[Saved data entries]
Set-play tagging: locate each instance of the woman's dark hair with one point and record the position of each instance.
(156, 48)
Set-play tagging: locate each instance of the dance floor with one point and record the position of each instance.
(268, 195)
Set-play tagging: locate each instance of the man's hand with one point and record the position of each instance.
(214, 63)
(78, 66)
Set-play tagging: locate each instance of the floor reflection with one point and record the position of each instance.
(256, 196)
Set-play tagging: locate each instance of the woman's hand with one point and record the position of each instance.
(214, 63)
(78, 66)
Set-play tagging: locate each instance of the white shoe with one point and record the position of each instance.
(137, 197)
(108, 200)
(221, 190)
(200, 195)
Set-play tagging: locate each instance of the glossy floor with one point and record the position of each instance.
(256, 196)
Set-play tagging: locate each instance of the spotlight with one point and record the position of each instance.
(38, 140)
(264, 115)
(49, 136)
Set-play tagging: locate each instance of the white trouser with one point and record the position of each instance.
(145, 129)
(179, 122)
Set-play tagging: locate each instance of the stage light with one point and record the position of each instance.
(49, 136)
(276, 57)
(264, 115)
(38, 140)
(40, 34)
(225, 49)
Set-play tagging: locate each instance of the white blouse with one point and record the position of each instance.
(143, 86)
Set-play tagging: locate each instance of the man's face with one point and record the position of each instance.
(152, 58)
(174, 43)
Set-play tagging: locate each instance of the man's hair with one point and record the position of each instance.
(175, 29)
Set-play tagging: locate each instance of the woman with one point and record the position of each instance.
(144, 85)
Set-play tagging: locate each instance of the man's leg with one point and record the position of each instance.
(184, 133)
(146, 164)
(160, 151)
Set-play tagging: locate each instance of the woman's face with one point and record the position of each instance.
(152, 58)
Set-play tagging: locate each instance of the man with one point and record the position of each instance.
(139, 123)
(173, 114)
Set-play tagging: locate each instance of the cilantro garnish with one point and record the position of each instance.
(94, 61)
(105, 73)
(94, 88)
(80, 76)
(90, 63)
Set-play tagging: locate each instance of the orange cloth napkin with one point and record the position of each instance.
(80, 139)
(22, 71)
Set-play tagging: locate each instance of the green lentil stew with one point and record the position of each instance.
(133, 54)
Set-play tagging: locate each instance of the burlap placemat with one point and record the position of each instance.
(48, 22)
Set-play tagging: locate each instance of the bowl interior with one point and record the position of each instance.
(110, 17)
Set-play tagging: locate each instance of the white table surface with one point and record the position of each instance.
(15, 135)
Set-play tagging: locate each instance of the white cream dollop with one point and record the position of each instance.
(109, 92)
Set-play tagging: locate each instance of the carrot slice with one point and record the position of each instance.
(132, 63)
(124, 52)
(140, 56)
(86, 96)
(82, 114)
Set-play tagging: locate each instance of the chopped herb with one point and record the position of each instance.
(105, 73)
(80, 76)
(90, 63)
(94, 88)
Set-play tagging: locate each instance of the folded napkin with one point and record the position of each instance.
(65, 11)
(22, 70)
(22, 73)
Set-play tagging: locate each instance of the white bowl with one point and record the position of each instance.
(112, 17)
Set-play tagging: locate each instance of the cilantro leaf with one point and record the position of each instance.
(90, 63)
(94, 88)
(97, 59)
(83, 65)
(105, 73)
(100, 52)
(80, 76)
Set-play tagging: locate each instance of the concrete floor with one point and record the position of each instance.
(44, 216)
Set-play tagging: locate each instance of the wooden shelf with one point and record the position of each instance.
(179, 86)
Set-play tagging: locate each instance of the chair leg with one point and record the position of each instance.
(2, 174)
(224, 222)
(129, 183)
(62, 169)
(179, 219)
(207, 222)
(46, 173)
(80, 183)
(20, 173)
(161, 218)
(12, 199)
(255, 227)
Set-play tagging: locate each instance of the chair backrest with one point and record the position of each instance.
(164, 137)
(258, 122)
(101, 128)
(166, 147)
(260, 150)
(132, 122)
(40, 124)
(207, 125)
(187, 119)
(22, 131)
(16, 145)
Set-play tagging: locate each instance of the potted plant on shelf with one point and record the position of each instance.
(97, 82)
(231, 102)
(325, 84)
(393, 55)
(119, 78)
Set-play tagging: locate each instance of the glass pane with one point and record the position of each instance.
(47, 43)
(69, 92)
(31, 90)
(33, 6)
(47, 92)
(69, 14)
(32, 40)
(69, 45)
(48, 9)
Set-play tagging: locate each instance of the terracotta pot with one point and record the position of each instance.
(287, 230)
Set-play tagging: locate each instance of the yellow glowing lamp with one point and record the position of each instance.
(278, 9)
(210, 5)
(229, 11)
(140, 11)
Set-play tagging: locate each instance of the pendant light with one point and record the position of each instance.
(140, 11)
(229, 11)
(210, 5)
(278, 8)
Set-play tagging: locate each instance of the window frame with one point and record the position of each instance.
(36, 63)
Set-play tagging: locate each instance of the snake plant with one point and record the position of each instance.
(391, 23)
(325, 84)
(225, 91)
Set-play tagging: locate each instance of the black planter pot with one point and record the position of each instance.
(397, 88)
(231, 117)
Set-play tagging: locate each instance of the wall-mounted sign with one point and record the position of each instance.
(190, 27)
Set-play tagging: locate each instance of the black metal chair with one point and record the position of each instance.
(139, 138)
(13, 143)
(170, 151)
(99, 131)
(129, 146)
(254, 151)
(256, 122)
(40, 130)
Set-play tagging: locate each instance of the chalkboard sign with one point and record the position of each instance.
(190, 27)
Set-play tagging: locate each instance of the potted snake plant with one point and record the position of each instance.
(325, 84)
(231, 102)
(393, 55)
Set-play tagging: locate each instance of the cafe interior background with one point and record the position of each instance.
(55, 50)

How to complete this task: Your task is to restate every record word for word.

Task answer:
Set-play tagging: locate each instance of the woman's dark hair with one point and record the position of each instance.
(156, 48)
Set-play tagging: locate each instance of the dance floor with one point and record the position of each instance.
(268, 195)
Set-play tagging: locate each instance of the man's hand with one point and record the position of each instance.
(214, 63)
(78, 66)
Set-play tagging: locate each instance of the floor reflection with one point and record the position of each instance.
(256, 196)
Set-play tagging: locate each instance of the woman's hand with one point and record the position of each instance.
(214, 63)
(78, 66)
Set-play tagging: locate each instance of the white shoe with one point and record the position of each instance.
(137, 197)
(108, 200)
(221, 190)
(200, 195)
Set-play tagging: locate each instance of the glossy floor with one point and record the position of each instance.
(256, 196)
Set-play tagging: locate each instance of the spotlight with one point and record the position of each instance.
(38, 140)
(264, 115)
(49, 136)
Set-play tagging: locate each instance of the white trouser with one point and record the position of each instance.
(145, 129)
(179, 122)
Set-play tagging: locate each instance of the stage light with one point and record the position of each instance.
(49, 136)
(276, 57)
(264, 115)
(38, 140)
(40, 34)
(225, 49)
Set-play tagging: locate each instance of the white blouse with one point and record the position of each instance.
(143, 86)
Set-play tagging: locate each instance of the man's face with one point and record the position of each instance.
(152, 58)
(174, 43)
Set-play tagging: locate each instance of the man's hair with one point and record the position of each instance.
(175, 29)
Set-play tagging: locate each instance of the woman with one point and record the position of each instance.
(144, 85)
Set-play tagging: locate each instance of the man's leg with one point and record the position of each instance.
(184, 133)
(146, 164)
(160, 151)
Set-play tagging: locate each instance of the woman's face with one point and record the position of each instance.
(152, 58)
Set-play tagging: locate each instance of the man with one point and record the position of each instance.
(139, 123)
(173, 114)
Set-play tagging: locate each instance of the cilantro garnish with one point and record the position of each instance.
(94, 61)
(105, 73)
(94, 88)
(80, 76)
(90, 63)
Set-play tagging: locate each instance of the orange cloth napkin with one point and record the position of each instance.
(80, 139)
(22, 71)
Set-play tagging: locate each instance of the green lentil stew with one point and record the position of each instance.
(133, 54)
Set-play tagging: locate each instance of the burlap placemat with one point and record the position of each instance.
(48, 22)
Set-play tagging: locate each instance of the bowl interior with one point and record the position of each instance.
(110, 17)
Set-play tagging: locate each instance of the white table surface with one point and record the position of each instance.
(15, 135)
Set-play tagging: locate each instance of the white cream dollop with one point and record the position of each instance.
(109, 92)
Set-play tagging: locate each instance of the carrot slice with one point and record the position of each instance.
(132, 63)
(124, 52)
(140, 56)
(86, 96)
(82, 114)
Set-play tagging: locate each instance of the chopped herb with one point and record the position of each instance.
(105, 73)
(80, 76)
(90, 63)
(94, 88)
Set-play tagging: locate each instance of the folded napkin with one point and record the position of each instance.
(65, 11)
(22, 70)
(22, 73)
Set-play tagging: locate each instance of the white bowl with one point and record the position of each instance.
(112, 17)
Set-play tagging: locate each instance of the cilantro leaf with one point and record the position of each instance.
(90, 63)
(94, 88)
(97, 59)
(83, 65)
(105, 73)
(100, 52)
(80, 76)
Set-play tagging: locate each instance of the concrete floor with one point and record the position of each instance.
(44, 216)
Set-play tagging: locate each instance of the wooden shelf with one point and record the position of each instance.
(179, 86)
Set-play tagging: locate each instance of the chair leg with one point and record the position of each instance.
(2, 174)
(224, 222)
(129, 183)
(62, 169)
(179, 219)
(207, 222)
(46, 173)
(80, 183)
(20, 173)
(161, 218)
(12, 199)
(255, 227)
Set-play tagging: locate each instance of the chair backrest with one point and record the position of each instance.
(164, 137)
(258, 122)
(101, 128)
(166, 147)
(260, 150)
(132, 122)
(40, 124)
(207, 125)
(187, 119)
(22, 131)
(16, 145)
Set-play tagging: locate each instance of the potted plant on shelf with one point and record the position of each instance.
(97, 82)
(231, 102)
(325, 84)
(393, 55)
(119, 78)
Set-play tagging: locate each instance of the glass pane with one point and record the position of each instance.
(47, 43)
(69, 92)
(31, 90)
(33, 6)
(47, 92)
(69, 14)
(32, 40)
(69, 45)
(48, 9)
Set-play tagging: locate each instance of the terracotta pot with one point and record the position of each instance.
(287, 230)
Set-play tagging: locate each instance of the yellow glowing lamp with one point and record the position of each instance.
(278, 9)
(210, 5)
(229, 11)
(140, 11)
Set-play tagging: locate each instance of the pendant light with one point and record the position of each instance.
(140, 11)
(229, 11)
(210, 5)
(278, 8)
Set-play tagging: locate each instance of the window frame with one point and record the position of each instance.
(36, 63)
Set-play tagging: locate each instance of the snake plant with one point and record the position of each instance.
(391, 23)
(325, 84)
(225, 91)
Set-play tagging: locate each instance of the black planter pot with one point and record the position of each instance.
(397, 88)
(231, 117)
Set-play tagging: locate each instance of the wall-mounted sign with one point and record the position of each instance.
(190, 27)
Set-play tagging: locate each instance of the black metal chair with one point and record the position of each instance.
(139, 138)
(13, 143)
(170, 151)
(99, 131)
(129, 146)
(254, 151)
(256, 122)
(40, 130)
Set-play tagging: locate each instance of the chalkboard sign with one point and record the position of each instance.
(190, 27)
Set-play tagging: locate each instance of the potted snake plant with one point and record the position of each instance.
(325, 84)
(231, 102)
(393, 55)
Set-play tagging: locate each instance of the cafe interior background with one point and record the position of each instance.
(55, 50)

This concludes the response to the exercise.